Can you update the records below so that "single dot" becomes "single point" throughout, leaving everything else unchanged?
+++ RECORDS FOR THIS TASK +++
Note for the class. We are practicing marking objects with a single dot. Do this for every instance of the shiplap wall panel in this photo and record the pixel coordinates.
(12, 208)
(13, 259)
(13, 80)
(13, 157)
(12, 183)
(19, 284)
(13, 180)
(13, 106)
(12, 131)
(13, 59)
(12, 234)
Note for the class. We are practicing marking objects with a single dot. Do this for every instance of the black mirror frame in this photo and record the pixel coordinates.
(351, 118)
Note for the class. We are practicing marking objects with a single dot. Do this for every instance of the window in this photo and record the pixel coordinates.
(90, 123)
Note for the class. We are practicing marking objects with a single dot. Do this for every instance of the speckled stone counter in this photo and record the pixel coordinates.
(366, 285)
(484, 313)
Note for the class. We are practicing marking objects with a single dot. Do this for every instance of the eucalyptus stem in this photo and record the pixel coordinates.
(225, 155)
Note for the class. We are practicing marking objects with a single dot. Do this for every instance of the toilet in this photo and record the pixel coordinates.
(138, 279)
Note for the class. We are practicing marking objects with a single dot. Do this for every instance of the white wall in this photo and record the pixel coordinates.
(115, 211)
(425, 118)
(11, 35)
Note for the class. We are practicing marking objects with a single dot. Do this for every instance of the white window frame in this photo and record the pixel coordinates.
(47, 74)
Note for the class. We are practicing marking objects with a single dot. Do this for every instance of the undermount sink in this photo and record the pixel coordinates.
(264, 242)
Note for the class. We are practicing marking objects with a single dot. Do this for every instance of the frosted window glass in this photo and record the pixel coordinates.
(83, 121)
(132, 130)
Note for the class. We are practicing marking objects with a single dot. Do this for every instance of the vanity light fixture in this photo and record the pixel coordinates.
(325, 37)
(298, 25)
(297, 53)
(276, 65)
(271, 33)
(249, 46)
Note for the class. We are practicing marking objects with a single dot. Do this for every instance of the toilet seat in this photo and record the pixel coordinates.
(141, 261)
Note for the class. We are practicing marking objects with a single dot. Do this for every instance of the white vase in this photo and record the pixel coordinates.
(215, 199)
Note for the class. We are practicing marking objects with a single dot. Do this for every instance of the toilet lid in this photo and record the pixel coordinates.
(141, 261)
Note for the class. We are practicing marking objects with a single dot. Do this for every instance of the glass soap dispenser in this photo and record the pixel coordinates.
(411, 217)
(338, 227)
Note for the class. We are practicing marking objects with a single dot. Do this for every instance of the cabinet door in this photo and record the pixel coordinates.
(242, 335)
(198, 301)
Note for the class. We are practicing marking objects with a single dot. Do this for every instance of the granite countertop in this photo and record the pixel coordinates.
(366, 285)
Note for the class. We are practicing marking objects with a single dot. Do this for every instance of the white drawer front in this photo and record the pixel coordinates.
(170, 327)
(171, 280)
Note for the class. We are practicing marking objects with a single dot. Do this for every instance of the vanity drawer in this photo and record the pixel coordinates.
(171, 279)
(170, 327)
+++
= RIGHT ANSWER =
Note for the class. We are practicing marking objects with a single point. Do this for every instance of the shiplap wall panel in this photo and record the pixel coordinates.
(12, 208)
(13, 259)
(13, 80)
(13, 157)
(12, 183)
(19, 284)
(13, 180)
(13, 106)
(12, 131)
(13, 59)
(12, 234)
Note for the class. We are practicing marking objects with a single point. Do this for every instance of the black mirror frame in this photo and record the pixel coordinates.
(351, 118)
Note for the class. We are practicing marking objects with a single point. Do this for every instance of the window in this photo and record the pixel coordinates.
(90, 123)
Note for the class. We are practicing marking objects with a single point. Do this for every instance of the speckled stone counter in this photo and record the pixel coordinates.
(366, 285)
(484, 313)
Note for the class. We are practicing marking objects with a single point. Do this for every instance of the eucalyptus stem in this photo and record the pixel coordinates.
(225, 155)
Note for the class. We are practicing marking objects with a single point. Do this for every instance of the toilet in this photo and record the pixel coordinates.
(138, 279)
Note for the class. We are practicing marking objects with a single point. Do this for every instance of the white wall in this photo and record the pixel coordinates.
(115, 211)
(425, 118)
(11, 35)
Note for the class. We are practicing marking objects with a single point. Do this for every instance of the white window frame in this photo and record the pixel coordinates.
(47, 74)
Note for the class. We are practicing marking objects with a single point. Do this for every instance of the undermount sink in this photo and record the pixel coordinates.
(264, 242)
Note for the class. We are practicing marking objects with a single point. Do this for every instance of the frosted window glass in this photo and record the pixel coordinates.
(83, 121)
(132, 130)
Note for the class. We are practicing marking objects with a single point. Do this for every instance of the vanity light fixture in this photo and record the pixel coordinates.
(325, 37)
(298, 25)
(297, 53)
(276, 65)
(271, 33)
(249, 46)
Note for the class. We are practicing marking objects with a single point. Do this for every instance of the toilet seat in this photo and record the pixel coordinates.
(141, 261)
Note for the class. We are practicing marking objects with a single point. Do this for every instance of the white vase in this photo and record the pixel coordinates.
(215, 199)
Note for the class. We are practicing marking objects with a single point. Do this for every instance of the toilet lid in this photo and record the pixel coordinates.
(141, 261)
Note for the class. We are practicing marking objects with a single point. Do this for every instance of the glass soap dispenser in this photo and record the pixel coordinates.
(411, 217)
(338, 227)
Note for the class. We are practicing marking objects with a single point. Do this for every instance of the cabinet door in this photo and record the pixel coordinates.
(242, 335)
(198, 301)
Note for the class. We are practicing marking objects with a single point. Do this for every instance of the granite countertop in this photo and record the pixel coordinates.
(366, 285)
Note for the class. We are practicing marking objects with a single point. Do this for every instance of the white drawer front in this photo and record the pixel coordinates.
(170, 327)
(171, 280)
Note for the class. We are practicing marking objects with a single point. Do this for every instance of the vanity drawer in this photo and record the pixel coordinates.
(171, 279)
(170, 327)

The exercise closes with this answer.